::: Data excerpts :::

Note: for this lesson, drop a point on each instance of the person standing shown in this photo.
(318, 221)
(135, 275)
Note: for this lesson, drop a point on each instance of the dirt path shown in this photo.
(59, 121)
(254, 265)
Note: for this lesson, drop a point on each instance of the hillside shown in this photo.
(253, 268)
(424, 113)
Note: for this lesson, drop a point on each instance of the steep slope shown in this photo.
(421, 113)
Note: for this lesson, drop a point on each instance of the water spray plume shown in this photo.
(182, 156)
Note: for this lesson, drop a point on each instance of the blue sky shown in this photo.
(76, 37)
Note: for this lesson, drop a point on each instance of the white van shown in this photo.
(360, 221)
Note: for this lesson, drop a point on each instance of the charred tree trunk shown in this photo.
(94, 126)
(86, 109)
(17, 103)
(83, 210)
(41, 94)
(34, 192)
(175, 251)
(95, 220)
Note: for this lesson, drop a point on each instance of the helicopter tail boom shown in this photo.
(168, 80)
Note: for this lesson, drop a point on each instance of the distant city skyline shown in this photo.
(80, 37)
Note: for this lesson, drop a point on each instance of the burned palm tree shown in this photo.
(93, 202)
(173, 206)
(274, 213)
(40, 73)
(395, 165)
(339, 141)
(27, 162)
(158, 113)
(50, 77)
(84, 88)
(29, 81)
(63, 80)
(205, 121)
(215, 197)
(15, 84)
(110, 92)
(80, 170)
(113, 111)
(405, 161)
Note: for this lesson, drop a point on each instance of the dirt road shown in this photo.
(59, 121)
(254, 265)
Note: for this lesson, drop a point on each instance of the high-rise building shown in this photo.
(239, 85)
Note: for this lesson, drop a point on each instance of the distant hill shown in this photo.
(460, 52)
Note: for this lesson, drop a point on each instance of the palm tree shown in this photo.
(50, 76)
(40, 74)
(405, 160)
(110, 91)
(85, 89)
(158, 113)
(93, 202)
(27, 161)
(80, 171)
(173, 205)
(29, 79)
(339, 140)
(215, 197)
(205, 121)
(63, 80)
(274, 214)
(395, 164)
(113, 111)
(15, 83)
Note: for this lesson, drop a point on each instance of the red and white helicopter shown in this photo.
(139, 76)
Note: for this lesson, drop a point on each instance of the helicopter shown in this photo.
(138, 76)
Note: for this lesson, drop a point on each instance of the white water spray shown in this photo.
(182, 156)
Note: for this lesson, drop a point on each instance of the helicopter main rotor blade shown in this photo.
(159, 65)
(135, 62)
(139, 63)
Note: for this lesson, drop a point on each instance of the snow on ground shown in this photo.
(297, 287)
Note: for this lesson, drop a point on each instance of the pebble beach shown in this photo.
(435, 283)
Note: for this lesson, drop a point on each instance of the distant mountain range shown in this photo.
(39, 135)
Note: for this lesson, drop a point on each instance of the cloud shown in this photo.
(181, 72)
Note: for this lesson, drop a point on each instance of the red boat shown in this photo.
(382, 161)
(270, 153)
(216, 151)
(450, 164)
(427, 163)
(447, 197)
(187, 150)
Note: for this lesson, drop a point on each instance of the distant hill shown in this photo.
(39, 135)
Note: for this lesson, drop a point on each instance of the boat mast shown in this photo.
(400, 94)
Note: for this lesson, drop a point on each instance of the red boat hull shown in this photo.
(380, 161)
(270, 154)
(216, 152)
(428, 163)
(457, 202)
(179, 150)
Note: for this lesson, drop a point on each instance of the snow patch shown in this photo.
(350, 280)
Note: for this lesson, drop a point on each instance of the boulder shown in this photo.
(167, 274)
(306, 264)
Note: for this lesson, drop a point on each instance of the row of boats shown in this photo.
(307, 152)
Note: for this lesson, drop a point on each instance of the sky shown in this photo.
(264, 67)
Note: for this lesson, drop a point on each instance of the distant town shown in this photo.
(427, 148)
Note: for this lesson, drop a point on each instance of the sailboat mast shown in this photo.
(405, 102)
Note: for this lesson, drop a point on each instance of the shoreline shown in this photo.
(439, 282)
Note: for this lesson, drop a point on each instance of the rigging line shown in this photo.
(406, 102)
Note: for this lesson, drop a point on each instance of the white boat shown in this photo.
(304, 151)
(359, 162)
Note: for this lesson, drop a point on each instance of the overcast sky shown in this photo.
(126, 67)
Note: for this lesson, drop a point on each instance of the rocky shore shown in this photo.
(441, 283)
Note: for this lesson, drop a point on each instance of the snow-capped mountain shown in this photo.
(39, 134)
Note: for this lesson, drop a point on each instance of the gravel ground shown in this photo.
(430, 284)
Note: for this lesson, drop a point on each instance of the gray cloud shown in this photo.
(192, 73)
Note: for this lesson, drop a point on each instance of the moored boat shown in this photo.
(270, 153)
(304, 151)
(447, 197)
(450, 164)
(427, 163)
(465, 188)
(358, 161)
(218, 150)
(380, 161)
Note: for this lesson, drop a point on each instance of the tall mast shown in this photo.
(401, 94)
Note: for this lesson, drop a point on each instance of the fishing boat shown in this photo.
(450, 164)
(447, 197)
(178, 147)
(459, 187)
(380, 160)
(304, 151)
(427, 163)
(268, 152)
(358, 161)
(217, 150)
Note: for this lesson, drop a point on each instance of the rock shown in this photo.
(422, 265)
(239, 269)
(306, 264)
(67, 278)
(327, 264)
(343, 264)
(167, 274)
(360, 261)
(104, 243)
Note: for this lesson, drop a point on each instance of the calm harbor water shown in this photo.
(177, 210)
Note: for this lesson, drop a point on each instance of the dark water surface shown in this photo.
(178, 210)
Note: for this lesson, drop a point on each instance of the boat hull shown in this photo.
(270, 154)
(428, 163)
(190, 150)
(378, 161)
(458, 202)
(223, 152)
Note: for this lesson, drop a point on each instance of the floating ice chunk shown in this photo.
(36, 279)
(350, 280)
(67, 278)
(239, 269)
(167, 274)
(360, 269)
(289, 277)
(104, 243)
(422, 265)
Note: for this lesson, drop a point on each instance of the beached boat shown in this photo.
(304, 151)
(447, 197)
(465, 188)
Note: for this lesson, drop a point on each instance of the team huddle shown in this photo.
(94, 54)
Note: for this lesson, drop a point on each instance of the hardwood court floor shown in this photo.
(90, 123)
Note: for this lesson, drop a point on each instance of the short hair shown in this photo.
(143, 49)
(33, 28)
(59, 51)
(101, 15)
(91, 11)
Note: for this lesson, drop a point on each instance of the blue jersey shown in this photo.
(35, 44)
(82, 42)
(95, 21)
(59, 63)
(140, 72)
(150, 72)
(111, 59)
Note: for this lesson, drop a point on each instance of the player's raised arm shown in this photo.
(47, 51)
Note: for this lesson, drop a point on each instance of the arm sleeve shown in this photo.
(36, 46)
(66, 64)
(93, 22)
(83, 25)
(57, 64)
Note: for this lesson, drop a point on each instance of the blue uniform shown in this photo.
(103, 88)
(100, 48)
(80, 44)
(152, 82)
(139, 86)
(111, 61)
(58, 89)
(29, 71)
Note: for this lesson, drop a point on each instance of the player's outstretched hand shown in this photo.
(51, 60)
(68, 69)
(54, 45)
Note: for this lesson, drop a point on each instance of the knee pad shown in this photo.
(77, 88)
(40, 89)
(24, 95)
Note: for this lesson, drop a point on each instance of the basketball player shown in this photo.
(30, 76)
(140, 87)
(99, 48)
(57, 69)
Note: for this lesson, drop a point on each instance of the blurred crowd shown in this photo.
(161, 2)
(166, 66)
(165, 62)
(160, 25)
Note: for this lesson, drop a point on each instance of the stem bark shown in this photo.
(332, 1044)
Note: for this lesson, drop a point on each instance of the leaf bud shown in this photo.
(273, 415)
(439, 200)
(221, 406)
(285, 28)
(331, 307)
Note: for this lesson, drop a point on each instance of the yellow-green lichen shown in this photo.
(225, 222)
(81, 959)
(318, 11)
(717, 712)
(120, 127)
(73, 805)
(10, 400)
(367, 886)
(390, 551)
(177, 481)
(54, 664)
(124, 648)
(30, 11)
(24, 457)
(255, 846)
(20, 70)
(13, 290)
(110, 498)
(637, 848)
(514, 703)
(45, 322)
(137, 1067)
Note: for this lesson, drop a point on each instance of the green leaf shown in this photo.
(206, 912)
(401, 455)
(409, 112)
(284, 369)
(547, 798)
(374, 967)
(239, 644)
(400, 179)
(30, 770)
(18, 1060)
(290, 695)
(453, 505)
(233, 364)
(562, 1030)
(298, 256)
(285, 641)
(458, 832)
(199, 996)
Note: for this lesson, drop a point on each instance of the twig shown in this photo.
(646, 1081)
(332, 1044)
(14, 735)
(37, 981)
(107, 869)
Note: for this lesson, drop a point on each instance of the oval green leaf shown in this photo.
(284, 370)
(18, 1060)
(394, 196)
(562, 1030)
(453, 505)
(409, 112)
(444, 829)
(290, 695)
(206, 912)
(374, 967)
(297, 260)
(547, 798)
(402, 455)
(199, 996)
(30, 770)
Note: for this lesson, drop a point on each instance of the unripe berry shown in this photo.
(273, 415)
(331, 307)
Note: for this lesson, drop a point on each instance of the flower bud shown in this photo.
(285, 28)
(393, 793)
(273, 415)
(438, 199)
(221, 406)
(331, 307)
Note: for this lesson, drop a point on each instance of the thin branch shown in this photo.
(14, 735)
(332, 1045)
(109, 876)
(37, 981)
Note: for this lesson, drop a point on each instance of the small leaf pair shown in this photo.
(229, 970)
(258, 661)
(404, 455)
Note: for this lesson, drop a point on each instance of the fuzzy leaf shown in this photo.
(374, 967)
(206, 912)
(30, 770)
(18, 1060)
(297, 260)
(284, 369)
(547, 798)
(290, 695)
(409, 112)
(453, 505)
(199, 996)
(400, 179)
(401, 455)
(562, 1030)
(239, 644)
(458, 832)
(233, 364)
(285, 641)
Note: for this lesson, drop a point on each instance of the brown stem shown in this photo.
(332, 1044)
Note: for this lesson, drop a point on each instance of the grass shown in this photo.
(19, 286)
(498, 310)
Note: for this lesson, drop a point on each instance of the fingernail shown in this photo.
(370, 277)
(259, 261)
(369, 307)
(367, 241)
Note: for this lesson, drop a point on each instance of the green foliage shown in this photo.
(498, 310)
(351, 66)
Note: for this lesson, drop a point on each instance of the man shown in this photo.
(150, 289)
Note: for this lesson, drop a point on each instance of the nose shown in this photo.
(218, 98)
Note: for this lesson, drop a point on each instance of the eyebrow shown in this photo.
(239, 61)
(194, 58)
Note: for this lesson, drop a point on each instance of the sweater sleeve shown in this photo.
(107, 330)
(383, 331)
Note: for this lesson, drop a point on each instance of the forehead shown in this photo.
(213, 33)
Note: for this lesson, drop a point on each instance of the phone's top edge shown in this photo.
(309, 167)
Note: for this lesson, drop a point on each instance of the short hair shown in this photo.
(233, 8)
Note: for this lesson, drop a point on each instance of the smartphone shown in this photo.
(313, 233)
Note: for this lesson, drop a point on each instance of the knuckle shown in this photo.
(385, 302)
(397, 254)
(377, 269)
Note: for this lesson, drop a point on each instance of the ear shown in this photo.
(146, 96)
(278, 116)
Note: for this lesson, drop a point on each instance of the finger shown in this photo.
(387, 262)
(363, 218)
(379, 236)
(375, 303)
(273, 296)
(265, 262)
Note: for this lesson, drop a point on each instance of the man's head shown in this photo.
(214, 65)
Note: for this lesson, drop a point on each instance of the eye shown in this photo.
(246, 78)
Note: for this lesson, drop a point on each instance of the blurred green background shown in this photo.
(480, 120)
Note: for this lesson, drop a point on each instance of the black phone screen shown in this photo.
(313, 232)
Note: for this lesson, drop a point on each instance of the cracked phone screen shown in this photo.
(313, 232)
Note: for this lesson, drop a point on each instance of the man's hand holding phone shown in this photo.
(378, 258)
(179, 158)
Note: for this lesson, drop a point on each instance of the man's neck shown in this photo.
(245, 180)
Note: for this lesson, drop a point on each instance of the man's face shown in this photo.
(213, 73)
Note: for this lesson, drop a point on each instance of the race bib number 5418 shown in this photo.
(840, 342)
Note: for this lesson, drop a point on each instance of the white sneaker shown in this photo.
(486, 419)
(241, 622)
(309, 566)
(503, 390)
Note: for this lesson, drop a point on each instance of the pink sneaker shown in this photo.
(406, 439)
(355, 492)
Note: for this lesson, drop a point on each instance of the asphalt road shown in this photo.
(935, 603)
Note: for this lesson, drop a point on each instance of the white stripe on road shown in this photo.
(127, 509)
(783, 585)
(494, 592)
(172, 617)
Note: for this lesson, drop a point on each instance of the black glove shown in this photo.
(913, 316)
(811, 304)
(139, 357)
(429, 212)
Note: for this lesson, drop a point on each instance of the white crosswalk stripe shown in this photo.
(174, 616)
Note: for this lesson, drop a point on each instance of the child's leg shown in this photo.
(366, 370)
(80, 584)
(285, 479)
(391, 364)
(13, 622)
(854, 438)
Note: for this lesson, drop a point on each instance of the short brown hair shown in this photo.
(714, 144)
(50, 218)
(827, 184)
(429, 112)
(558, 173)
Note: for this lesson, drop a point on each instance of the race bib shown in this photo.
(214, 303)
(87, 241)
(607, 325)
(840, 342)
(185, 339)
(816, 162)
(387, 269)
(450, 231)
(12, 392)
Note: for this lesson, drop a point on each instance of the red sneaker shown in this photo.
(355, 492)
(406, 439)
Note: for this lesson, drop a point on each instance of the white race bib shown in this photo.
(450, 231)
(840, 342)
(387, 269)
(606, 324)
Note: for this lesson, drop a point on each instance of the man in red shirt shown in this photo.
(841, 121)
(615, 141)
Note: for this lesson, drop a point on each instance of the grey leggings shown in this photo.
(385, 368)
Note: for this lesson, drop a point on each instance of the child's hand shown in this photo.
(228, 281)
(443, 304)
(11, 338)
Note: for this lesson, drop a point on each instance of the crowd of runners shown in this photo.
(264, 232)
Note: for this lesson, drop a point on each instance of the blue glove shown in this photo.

:::

> [Exercise instructions]: Your task is to return, exactly and on their own, the lines from the one containing "red sneaker shown in this photo." through the last line of the listing.

> [Answer below]:
Note: for this lesson, drop a point on each instance of the red sneaker shown in this photo.
(355, 492)
(406, 439)
Note: for this lesson, drop a point on each instance of the white race bib shown in this photo.
(450, 231)
(840, 342)
(387, 269)
(606, 324)
Note: for this lesson, drop a point on each instance of the man in red shirt shown in this photo.
(841, 121)
(615, 141)
Note: for this lesson, drop a point on each instance of the grey leggings shown in this photo.
(385, 368)
Note: for this lesson, drop a point on each instance of the child's hand shown in this photo.
(228, 281)
(443, 304)
(11, 338)
Note: for this lesson, drop a point on each instance of the crowd of runners shown in this photo.
(264, 232)
Note: for this lesson, drop a point on each instance of the blue glove shown in this photo.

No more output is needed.